# [INSTRUCTIONS TO FOLLOW]
Copy out the rows starting at the one that contains "Mark one point per instance of the wheel hub." and ending at the last row, with "handlebar" changed to "handle bar" and nothing else altered.

# [GIVEN DATA]
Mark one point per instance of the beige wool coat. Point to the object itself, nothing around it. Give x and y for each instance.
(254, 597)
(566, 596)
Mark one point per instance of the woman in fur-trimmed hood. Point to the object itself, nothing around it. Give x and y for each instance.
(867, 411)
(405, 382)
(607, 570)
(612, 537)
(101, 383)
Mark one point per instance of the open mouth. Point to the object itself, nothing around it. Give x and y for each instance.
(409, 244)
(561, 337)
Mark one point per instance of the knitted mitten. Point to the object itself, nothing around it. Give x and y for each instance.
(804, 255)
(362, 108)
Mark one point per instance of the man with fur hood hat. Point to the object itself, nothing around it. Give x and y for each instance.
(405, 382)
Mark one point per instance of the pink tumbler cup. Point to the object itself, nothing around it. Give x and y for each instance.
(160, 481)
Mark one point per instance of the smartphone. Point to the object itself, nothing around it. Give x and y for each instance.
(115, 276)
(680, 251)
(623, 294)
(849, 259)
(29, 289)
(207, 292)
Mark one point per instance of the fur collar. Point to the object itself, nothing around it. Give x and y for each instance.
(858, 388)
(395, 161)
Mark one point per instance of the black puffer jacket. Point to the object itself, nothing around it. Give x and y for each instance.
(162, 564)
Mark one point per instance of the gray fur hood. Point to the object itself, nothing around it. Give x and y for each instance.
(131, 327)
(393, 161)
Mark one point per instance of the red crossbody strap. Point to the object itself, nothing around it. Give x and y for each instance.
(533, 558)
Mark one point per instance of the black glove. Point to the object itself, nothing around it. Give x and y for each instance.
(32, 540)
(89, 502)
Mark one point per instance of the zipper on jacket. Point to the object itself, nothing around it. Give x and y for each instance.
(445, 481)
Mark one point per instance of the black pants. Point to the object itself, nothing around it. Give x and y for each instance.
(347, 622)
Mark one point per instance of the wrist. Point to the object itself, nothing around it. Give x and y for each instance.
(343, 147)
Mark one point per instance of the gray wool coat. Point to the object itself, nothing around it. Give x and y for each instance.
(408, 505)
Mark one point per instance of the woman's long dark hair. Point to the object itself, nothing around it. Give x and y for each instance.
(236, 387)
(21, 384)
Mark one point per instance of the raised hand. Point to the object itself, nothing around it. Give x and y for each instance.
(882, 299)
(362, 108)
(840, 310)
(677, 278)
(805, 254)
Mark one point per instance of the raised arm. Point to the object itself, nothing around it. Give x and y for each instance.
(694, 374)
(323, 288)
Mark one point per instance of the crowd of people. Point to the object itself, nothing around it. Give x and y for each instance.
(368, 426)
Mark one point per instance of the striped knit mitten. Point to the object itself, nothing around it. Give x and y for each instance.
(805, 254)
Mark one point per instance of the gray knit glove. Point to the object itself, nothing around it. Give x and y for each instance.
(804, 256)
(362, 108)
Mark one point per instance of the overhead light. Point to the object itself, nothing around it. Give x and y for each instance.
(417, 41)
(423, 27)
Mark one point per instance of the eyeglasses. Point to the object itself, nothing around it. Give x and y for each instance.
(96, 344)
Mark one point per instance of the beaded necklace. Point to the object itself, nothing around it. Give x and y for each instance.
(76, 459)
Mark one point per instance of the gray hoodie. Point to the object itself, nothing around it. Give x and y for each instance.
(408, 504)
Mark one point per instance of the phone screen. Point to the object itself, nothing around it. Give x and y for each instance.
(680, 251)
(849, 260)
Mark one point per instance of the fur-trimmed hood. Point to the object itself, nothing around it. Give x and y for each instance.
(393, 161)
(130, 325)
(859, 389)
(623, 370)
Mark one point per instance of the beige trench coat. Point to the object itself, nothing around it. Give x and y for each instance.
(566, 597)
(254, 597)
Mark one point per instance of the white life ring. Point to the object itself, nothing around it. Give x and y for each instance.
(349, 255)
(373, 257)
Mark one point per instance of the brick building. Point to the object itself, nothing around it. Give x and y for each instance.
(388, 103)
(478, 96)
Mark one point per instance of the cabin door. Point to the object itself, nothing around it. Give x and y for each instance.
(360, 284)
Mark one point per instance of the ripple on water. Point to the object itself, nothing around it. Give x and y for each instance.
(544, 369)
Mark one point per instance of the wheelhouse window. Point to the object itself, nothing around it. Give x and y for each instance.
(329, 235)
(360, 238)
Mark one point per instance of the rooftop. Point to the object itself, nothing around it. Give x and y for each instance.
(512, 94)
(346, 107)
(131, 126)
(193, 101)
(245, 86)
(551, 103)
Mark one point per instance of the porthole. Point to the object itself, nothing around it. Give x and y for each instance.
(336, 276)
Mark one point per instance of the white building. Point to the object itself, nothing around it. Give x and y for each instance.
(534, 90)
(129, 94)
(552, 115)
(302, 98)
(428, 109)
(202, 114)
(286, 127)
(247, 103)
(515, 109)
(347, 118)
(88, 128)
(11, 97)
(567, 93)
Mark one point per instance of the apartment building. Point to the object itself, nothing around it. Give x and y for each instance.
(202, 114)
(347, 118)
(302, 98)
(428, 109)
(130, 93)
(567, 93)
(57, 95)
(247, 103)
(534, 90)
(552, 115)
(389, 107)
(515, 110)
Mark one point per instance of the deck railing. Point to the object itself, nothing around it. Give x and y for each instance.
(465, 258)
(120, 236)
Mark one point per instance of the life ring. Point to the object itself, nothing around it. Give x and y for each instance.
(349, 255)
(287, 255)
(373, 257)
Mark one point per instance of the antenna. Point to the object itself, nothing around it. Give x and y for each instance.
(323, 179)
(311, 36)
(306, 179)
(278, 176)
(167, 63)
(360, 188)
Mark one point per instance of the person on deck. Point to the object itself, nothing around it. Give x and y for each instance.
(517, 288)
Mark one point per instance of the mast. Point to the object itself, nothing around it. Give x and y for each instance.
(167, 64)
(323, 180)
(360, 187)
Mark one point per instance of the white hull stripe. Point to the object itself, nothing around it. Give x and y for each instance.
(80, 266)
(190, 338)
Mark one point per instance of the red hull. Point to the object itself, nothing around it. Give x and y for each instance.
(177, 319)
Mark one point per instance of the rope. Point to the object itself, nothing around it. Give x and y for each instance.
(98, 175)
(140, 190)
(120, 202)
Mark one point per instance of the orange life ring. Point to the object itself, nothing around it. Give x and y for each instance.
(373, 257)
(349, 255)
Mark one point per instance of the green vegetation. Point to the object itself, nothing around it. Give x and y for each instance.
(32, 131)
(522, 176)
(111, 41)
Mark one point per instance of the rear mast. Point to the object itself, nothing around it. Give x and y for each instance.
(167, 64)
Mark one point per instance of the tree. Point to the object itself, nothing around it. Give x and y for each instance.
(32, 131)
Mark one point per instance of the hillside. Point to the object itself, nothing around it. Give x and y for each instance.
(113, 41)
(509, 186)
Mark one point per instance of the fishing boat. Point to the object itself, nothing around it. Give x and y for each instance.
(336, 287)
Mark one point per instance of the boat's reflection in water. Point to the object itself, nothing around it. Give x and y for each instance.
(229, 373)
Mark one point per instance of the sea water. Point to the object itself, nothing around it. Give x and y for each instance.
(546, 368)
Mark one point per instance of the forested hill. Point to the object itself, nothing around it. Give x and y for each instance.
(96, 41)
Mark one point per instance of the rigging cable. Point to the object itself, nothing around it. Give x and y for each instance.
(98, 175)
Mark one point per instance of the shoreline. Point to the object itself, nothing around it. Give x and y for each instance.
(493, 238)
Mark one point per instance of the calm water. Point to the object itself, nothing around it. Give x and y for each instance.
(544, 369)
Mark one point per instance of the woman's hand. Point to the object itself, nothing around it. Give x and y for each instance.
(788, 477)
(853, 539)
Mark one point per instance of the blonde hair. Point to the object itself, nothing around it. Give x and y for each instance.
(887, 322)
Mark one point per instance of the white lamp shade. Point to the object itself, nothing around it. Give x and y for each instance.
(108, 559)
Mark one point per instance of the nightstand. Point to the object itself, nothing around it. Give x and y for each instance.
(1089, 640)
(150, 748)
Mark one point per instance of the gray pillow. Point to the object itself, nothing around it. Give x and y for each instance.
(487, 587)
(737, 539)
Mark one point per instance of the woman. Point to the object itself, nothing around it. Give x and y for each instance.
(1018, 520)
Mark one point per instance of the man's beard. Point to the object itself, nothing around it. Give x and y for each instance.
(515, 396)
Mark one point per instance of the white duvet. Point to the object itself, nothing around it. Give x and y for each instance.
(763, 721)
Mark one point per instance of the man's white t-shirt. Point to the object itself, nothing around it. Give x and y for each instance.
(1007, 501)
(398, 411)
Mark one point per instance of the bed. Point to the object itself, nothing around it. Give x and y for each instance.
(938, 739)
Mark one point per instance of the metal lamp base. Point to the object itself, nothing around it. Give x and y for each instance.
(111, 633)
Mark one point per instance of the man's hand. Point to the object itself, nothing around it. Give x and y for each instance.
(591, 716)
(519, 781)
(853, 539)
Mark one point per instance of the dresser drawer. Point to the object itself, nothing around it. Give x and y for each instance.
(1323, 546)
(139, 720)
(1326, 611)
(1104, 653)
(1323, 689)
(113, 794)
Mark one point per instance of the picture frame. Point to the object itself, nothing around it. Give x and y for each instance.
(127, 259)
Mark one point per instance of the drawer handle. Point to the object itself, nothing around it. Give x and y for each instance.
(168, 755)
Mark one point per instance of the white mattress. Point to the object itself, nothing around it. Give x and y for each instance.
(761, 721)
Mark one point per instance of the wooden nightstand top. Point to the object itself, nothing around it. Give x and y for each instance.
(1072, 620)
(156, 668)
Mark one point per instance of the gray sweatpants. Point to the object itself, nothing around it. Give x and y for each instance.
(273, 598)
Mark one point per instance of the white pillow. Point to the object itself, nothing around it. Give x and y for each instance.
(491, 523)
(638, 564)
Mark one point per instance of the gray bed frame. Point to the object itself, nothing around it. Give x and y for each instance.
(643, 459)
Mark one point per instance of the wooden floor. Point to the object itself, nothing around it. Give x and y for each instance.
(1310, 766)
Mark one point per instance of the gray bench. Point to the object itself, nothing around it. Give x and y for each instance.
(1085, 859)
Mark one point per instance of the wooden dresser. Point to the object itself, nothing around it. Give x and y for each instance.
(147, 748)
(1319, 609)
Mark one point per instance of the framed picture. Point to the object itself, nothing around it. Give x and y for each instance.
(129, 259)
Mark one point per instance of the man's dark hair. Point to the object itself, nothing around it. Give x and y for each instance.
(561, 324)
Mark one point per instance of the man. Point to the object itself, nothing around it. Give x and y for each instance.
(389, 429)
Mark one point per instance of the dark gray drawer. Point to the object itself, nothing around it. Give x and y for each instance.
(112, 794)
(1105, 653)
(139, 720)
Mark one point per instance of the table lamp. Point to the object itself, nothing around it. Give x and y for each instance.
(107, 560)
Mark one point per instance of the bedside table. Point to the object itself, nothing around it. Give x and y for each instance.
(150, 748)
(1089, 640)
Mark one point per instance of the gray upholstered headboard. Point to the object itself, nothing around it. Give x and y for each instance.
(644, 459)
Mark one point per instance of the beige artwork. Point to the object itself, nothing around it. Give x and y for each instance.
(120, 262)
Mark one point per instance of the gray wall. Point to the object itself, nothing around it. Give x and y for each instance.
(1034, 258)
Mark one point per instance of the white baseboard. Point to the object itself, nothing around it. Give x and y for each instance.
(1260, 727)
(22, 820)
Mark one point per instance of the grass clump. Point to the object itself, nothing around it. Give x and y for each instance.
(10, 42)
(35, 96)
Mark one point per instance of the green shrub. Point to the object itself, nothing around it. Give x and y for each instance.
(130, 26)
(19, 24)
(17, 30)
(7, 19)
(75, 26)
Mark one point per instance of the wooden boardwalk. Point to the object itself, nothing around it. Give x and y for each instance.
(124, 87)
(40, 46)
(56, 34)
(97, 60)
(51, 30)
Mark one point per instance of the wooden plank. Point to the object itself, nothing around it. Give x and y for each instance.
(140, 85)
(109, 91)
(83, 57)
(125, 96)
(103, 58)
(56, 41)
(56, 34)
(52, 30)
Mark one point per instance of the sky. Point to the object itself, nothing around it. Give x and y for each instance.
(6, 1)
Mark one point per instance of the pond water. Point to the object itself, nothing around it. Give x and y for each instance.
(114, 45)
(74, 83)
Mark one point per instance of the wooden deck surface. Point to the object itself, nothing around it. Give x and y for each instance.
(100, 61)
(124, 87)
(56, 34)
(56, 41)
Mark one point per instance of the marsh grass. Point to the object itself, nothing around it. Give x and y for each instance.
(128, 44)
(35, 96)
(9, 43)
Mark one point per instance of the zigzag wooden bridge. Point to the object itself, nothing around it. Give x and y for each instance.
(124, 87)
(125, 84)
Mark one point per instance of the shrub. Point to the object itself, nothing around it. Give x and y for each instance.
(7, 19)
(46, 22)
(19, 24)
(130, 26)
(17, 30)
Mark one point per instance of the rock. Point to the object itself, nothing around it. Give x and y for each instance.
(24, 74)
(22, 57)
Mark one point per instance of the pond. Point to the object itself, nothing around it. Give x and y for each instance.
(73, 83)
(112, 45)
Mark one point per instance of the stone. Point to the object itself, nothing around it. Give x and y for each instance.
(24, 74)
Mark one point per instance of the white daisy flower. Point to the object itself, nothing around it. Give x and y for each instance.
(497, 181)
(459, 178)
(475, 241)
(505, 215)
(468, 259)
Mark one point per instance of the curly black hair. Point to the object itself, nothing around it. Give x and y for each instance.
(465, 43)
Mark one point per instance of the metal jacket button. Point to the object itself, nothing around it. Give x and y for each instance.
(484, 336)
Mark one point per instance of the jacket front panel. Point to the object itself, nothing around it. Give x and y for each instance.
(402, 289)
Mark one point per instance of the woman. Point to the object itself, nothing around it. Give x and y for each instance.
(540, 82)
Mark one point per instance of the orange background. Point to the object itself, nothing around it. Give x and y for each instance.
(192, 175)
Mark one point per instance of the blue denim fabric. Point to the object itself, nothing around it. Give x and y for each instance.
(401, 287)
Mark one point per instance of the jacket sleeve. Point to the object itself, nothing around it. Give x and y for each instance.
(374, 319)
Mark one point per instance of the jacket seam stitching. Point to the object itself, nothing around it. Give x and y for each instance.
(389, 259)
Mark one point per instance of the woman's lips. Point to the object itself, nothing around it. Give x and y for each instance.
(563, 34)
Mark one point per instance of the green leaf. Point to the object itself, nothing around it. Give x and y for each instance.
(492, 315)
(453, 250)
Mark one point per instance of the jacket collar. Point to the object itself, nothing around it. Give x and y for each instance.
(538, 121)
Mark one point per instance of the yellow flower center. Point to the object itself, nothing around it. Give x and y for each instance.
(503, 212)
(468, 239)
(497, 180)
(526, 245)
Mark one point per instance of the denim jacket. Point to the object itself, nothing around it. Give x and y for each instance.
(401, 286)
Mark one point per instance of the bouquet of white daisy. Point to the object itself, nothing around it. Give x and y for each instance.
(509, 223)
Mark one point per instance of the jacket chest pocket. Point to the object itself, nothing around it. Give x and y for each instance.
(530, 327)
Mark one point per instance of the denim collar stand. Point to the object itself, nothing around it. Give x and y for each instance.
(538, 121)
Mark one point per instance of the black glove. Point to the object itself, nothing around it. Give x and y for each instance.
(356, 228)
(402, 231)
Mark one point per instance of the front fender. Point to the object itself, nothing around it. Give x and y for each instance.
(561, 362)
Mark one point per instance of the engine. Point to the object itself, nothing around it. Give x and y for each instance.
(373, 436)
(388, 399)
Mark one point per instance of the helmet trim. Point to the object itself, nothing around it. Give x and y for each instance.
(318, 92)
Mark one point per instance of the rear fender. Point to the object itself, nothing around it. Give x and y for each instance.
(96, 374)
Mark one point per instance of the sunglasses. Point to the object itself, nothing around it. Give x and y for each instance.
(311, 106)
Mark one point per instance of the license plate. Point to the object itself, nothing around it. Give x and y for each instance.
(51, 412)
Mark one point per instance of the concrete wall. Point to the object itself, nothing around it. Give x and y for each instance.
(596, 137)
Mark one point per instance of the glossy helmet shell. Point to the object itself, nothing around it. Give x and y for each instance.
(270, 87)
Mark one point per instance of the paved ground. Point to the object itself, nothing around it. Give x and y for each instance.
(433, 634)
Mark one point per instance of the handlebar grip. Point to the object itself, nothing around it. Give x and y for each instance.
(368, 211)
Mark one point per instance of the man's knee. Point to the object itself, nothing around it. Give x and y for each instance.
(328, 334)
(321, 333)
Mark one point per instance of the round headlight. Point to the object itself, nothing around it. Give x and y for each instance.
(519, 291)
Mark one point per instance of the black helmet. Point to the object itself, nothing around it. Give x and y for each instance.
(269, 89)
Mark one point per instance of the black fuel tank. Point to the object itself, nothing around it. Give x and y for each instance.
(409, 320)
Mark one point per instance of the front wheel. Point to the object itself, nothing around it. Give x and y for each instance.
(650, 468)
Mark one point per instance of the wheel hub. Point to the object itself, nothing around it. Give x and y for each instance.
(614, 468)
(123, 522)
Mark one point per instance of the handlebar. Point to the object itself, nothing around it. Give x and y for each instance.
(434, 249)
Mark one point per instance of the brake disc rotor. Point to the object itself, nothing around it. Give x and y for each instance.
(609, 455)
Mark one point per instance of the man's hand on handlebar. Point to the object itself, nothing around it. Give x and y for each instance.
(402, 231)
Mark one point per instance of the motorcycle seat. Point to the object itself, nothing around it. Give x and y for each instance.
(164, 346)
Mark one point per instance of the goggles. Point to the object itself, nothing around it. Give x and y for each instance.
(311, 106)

# [RIGHT ANSWER]
Mark one point per instance of the wheel hub. Point to the object itself, nothing around it. Give x and y for each instance.
(614, 468)
(123, 522)
Mark one point per instance of the handle bar. Point to the object itself, nothing around it. Give x and y for each instance.
(434, 249)
Mark one point per instance of the brake disc rotor. Point to the object itself, nothing around it. Give x and y for each instance.
(609, 455)
Mark one point per instance of the man's hand on handle bar. Point to the object itself, nothing around it. Give x and y for each instance.
(402, 231)
Mark one point per instance of the motorcycle seat. Point to the object itself, nothing around it. Give x and y for each instance.
(164, 346)
Mark one point per instance of the goggles. Point to the object itself, nothing around it. Give x and y for each instance.
(311, 106)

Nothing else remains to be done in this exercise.